• **TEXTE DE LA PAGE**:

====================

S O L

Saint-Ouen Luttes

L'émancipation des travailleurs sera l'oeuvre des travailleurs eux-mêmes

n°14 - 28 juin 2001

SOMMAIRE   Mal-logés en colère Grève à l'imprimerie du Parisien Tous ensemble contre les plans de licenciements Une crèche qui ferme Saint-Ouen : un été sans piscine Gare au PARE ! Aux sales boulots, vite ! Et sans discuter ! Grève des " jockeys " à l'atelier de maintenance du Landy Au feu ! Secours sélectifs Editorial : Le soulèvement en Algérie  

Mal-logés en colère

Une centaine de mal-logés et de sympathisants se sont retrouvés ce samedi 23 juin au rassemblement de soutien initié par Droit au logement et appuyé par des audoniens solidaires, la CNT, Echanges, la LCR, Les Verts et Saint-Ouen Ensemble Autrement. Les habitants de l'hôtel Lucia, devant lequel s'est déroulée cette manifestation, ont rappelé qu'ils étaient toujours menacés d'expulsion sans qu'un relogement des familles ne soit programmé. Cet arrêté d'expulsion fait suite à la grève des loyers qu'ils ont engagée pour demander les travaux dans cet immeuble déclaré insalubre par la préfecture elle-même. Devant la banderole " Non aux marchands de sommeil ", ils ont dénoncé les mesures de rétorsion de leur propriétaire qui leur empêche l'accès à l'eau et à l'électricité depuis plus de deux ans. Les voisins s'étonnent qu'on laisse " des gens vivre dans des conditions pareilles et que la mairie ne fasse rien pour les aider, depuis le temps que ça dureŠ".

====================

• **EXTRAITS D'ENREGISTREMENTS**:
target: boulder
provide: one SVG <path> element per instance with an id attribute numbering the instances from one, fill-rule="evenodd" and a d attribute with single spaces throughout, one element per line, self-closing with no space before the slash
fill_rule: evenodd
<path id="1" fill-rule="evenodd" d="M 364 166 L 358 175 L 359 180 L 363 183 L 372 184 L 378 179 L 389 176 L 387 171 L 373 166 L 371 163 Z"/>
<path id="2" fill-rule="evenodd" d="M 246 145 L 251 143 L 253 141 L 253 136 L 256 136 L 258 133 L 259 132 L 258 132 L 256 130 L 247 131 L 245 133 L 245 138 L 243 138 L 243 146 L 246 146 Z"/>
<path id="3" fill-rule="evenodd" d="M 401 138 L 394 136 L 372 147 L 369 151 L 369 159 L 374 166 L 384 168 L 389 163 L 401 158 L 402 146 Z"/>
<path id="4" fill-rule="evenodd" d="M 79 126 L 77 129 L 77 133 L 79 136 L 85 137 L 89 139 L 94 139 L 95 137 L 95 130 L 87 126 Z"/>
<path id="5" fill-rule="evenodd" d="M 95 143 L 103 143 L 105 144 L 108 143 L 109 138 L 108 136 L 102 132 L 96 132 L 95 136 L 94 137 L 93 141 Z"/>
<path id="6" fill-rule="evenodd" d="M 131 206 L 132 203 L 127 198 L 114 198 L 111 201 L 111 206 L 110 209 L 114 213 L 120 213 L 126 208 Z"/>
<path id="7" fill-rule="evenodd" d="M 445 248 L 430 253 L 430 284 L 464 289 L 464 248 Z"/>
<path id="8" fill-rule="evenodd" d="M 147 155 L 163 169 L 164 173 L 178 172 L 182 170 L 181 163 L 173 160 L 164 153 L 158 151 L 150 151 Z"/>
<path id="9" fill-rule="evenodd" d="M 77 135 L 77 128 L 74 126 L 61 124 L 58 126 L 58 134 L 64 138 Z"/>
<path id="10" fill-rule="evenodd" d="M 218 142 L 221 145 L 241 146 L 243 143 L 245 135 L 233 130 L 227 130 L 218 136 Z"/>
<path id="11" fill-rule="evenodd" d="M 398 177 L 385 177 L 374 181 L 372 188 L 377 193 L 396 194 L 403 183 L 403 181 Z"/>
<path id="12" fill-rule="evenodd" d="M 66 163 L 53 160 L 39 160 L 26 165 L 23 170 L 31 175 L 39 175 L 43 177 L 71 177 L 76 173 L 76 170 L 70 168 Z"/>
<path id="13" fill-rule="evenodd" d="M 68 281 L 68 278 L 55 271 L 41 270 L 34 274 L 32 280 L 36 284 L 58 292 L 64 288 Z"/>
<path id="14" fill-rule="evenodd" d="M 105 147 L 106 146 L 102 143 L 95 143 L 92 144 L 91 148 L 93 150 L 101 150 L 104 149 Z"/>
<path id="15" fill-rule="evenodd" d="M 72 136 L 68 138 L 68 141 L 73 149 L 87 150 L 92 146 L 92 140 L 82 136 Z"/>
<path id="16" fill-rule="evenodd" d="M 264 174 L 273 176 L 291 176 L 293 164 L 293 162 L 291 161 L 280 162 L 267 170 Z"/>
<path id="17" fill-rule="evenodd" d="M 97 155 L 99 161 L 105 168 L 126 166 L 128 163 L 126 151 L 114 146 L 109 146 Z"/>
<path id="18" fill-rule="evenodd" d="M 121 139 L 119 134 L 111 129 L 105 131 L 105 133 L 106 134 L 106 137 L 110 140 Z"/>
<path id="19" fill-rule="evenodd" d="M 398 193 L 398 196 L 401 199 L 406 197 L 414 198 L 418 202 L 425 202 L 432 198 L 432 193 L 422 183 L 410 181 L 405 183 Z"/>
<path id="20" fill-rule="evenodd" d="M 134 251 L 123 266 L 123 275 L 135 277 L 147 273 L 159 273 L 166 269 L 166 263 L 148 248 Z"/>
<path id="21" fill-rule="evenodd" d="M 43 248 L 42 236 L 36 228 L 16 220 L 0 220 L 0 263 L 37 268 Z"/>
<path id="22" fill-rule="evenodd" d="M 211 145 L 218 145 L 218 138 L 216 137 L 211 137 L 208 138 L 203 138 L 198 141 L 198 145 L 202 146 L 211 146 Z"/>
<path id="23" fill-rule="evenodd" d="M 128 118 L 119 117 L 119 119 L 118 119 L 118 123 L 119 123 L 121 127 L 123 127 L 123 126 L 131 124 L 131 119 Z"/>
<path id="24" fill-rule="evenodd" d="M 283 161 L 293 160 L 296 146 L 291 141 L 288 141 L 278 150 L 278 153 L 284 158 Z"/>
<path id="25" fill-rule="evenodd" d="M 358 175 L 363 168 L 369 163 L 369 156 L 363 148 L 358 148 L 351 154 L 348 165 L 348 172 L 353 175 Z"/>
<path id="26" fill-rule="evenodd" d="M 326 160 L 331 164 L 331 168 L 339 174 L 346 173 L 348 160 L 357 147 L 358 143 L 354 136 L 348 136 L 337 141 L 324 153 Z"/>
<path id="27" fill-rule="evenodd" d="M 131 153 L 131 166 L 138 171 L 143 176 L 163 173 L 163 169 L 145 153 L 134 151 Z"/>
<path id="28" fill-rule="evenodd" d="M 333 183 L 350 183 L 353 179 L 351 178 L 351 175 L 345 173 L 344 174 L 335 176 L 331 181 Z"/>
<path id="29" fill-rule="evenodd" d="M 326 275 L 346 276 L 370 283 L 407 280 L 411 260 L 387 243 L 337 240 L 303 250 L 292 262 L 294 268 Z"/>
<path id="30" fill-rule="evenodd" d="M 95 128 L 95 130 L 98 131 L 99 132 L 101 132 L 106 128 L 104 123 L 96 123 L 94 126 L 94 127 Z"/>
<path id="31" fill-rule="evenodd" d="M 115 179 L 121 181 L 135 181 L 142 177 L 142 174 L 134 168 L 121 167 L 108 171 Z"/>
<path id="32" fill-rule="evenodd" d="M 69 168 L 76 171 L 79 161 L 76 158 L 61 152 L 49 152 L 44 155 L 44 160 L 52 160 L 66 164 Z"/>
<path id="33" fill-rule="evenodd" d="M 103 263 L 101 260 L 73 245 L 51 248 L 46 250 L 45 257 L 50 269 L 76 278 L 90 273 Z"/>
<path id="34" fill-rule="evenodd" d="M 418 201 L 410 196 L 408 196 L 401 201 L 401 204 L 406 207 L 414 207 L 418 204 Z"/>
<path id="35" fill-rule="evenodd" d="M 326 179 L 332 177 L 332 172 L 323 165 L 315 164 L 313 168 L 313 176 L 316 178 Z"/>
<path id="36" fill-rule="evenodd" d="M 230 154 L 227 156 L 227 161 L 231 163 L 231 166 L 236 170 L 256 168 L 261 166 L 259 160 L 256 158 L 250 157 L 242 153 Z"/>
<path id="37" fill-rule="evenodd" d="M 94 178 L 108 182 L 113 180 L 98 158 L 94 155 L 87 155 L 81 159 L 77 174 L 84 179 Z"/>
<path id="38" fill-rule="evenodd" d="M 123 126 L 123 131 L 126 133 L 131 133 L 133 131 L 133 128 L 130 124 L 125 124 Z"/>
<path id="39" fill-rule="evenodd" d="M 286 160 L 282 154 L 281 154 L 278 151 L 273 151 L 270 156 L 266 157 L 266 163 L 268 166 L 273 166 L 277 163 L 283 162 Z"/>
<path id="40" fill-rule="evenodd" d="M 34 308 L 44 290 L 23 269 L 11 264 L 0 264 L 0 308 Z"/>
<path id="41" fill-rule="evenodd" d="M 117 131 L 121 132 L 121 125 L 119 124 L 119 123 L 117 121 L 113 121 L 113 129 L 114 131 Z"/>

====================

• **CONSIGNE**:
D'après le bulletin Saint-Ouen Luttes, depuis combien de temps le propriétaire de l'hôtel Lucia prive-t-il les habitants d'eau et d'électricité ? Les enregistrements n'ont aucun rapport avec le bulletin Saint-Ouen Luttes.

• **RÉPONSE**:
Depuis plus de deux ans.